Supplied records:
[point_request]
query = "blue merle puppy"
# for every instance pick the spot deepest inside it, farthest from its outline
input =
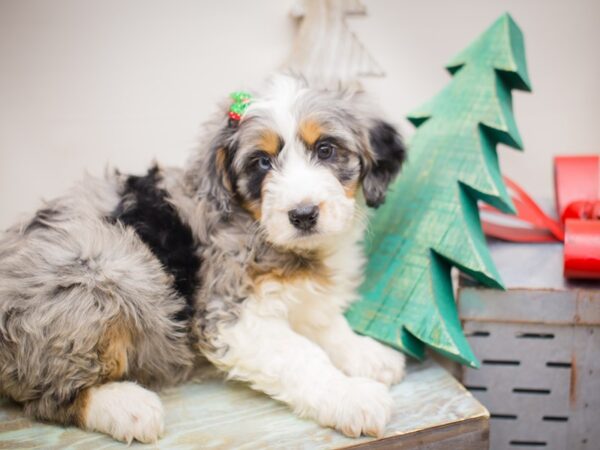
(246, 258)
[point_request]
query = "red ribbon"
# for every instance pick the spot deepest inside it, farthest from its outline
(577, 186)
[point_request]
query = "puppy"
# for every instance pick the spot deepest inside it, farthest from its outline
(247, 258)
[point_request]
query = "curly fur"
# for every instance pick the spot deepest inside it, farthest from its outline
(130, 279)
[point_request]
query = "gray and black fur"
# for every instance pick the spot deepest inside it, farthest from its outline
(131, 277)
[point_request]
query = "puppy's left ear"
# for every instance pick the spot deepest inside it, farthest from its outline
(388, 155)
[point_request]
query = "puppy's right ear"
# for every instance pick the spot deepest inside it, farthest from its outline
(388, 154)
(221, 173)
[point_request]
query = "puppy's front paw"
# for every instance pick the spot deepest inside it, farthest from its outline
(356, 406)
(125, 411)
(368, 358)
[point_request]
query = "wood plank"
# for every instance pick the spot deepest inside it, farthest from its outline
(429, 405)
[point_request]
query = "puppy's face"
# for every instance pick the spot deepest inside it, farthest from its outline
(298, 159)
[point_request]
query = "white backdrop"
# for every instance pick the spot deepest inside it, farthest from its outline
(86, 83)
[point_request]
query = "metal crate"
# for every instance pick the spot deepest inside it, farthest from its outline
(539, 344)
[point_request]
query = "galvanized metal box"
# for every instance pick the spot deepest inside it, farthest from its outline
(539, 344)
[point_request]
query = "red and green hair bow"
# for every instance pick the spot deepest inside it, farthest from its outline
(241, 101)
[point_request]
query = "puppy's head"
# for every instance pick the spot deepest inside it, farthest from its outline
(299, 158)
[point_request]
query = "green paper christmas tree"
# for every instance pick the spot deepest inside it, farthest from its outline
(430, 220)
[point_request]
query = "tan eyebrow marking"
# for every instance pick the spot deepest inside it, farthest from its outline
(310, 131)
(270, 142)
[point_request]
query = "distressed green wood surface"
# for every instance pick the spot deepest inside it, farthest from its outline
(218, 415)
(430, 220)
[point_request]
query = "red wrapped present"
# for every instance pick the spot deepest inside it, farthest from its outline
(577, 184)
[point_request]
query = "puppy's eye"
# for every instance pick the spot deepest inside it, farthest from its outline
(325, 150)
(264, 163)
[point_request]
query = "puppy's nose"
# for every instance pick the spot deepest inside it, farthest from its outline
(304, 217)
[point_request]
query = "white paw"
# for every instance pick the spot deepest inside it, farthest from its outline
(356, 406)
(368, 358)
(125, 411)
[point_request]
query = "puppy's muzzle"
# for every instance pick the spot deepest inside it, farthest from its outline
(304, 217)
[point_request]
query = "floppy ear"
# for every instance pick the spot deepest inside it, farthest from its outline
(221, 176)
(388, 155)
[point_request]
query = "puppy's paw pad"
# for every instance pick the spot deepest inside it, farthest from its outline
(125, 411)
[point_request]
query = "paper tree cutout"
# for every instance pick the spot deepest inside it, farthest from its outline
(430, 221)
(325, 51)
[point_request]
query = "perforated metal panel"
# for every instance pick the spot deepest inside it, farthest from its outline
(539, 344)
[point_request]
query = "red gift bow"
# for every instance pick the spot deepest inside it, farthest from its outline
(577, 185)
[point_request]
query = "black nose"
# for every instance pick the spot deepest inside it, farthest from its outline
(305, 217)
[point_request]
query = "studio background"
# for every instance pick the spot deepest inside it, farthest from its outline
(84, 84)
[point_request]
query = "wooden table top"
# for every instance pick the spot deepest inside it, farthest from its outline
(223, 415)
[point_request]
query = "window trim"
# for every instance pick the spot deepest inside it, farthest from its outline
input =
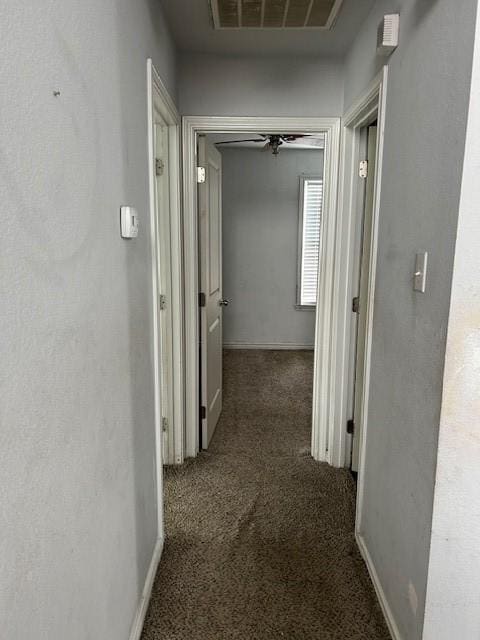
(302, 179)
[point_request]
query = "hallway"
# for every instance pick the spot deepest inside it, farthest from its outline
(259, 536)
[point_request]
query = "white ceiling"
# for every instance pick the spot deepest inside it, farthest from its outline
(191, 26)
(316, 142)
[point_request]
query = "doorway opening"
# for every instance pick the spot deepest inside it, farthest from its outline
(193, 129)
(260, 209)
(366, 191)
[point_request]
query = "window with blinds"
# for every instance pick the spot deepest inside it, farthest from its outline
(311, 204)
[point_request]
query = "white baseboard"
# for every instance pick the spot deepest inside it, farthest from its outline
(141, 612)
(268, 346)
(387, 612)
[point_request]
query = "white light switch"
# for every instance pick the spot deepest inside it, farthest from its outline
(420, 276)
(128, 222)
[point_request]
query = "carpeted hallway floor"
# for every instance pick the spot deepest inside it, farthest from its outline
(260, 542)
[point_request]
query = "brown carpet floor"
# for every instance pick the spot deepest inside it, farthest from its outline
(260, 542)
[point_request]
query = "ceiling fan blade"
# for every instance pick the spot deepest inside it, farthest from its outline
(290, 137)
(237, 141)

Activity: Every line of the records must come back unchanged, except that pictures are dropped.

Answer box:
[point_request]
query = "blue merle puppy"
# for every instance pick the spot deepest inside it, farthest from its outline
input =
(246, 258)
[point_request]
query = "red ribbon"
# for every instance pick the spot deepest inside it, farthest from its outline
(577, 186)
[point_request]
query = "puppy"
# for every instance pick the spot deepest inside it, farthest from its outline
(247, 258)
[point_request]
query = "curly fur"
# for every instance pick the spot deepest inside it, farthest from its outline
(130, 279)
[point_request]
query = "gray and black fur"
# for every instance pick the spot deepest inside it, farthest from its outline
(131, 277)
[point_request]
query = "puppy's left ear"
# for every instance pick the spot deepest inside it, farthest from its outline
(388, 155)
[point_request]
query = "puppy's right ear"
# for every instance pick the spot deepest inside it, farthest from its outline
(388, 154)
(221, 173)
[point_request]
query = "puppy's front paw"
# for every instance pick the spot deepest inside it, farthest from its outline
(356, 406)
(125, 411)
(368, 358)
[point_request]
query = "wood plank"
# for every instance pick the spot deepest inside it, farthest from its outline
(429, 405)
[point_request]
query = "puppy's face"
# for every instance pick the spot deepest inside it, farthest from its outline
(298, 159)
[point_request]
query = "white backdrop"
# for every instance pick the spot deepest inside it, farthest from its outline
(86, 83)
[point_request]
query = "metal crate"
# for every instance pick the spot deepest inside it, farthest from its outline
(539, 344)
[point_request]
query = "galvanized metal box"
# for every instance pick the spot deepest inside it, farthest from its outline
(539, 344)
[point_request]
query = "red and green hair bow"
# for every instance pick the spot deepest inside it, farthest from its outline
(241, 101)
[point_request]
query = "puppy's head"
# for every instance pick the spot deepest inside it, farthest from its outline
(299, 158)
[point_request]
query = "green paper christmas tree"
# for every instance pick the spot deepest inside it, farthest from its outline
(430, 220)
[point_request]
query = "tan eyebrow marking"
# for every instance pick the spot deepest inside it, farthest from its outline
(310, 131)
(270, 142)
[point_request]
query = "distressed green wood surface"
# for every instance pick the spot deepest inside it, farthest from its outline
(218, 415)
(430, 220)
[point_request]
query = "red wrapped present"
# for every instance pick the spot deepest inside it, farthest from its outline
(577, 184)
[point_request]
query = "puppy's eye"
# for every instance pick the spot deepest inside it, farthest from its outline
(325, 150)
(264, 163)
[point_request]
query = "puppy's nose"
# for every instance pick the spot deepest inside it, farthest from its outline
(304, 217)
[point_request]
query = "white paw"
# for every instance pick the spot deepest inside it, farthest from its outline
(356, 406)
(368, 358)
(125, 411)
[point_request]
query = "puppy's muzzle"
# for every instance pick the spot deepest inside it, farthest from its outline
(304, 217)
[point_request]
query = "floppy ear"
# for every instance pick the spot deepest inside it, farthest from its outline
(221, 176)
(388, 155)
[point_request]
query = "puppy's paw pad"
# for every instance pick the spot deepest inside it, farthest from its outline
(125, 411)
[point_request]
query = "paper tree cutout"
# for every instance pick the spot deepest inside it, farthest from its outline
(430, 221)
(325, 51)
[point_request]
query = "perforated metal panel"
# for every instance pick the spot deepest inside it, farthest from its outline
(539, 344)
[point_request]
query = "red gift bow"
# for every instance pick the spot deepest inside it, farthest from its outline
(577, 185)
[point_request]
query = "black nose"
# for every instance pick the spot deepest inside it, farthest from its outline
(305, 217)
[point_request]
query = "studio background"
# for every instance pick the spot deepest inside it, farthest from its outline
(84, 84)
[point_request]
query = "wooden table top"
# for every instance pick the spot deepest inside it, farthest from its outline
(223, 415)
[point_request]
query = "window trim"
# for every instance pick the spot deepest inside it, farthest from its outline
input =
(302, 179)
[point_request]
query = "hallway"
# for every instance pick the spot deepest inside it, farthest from its outline
(259, 536)
[point_request]
query = "white ceiling"
# for every instance pick the spot deepest inside it, farthest from its outline
(191, 26)
(316, 142)
[point_request]
query = "doorway opening"
# for every instance pick the spot deepest inside it, farthest from its outline
(193, 129)
(260, 209)
(366, 191)
[point_request]
query = "window with blinds"
# for every instance pick the spot deepest inside it, farthest from its outline
(311, 204)
[point_request]
query = "white baseboard"
# for every instance pick the spot deepest inside it, farthest from its outline
(141, 612)
(268, 346)
(387, 612)
[point_request]
query = "white light switch"
# for every instance pick the spot deepest inside it, farthest from its outline
(420, 276)
(128, 222)
[point_request]
query = "carpeted hallway floor"
# for every instance pick the spot deepest inside it, farthest from its outline
(260, 542)
[point_request]
query = "brown carpet floor"
# for every instance pick the spot deepest inside it, farthest from its outline
(260, 542)
[point_request]
query = "ceiling fan blade"
# for every instance pick the spot deepest inside it, farthest from its outline
(290, 137)
(237, 141)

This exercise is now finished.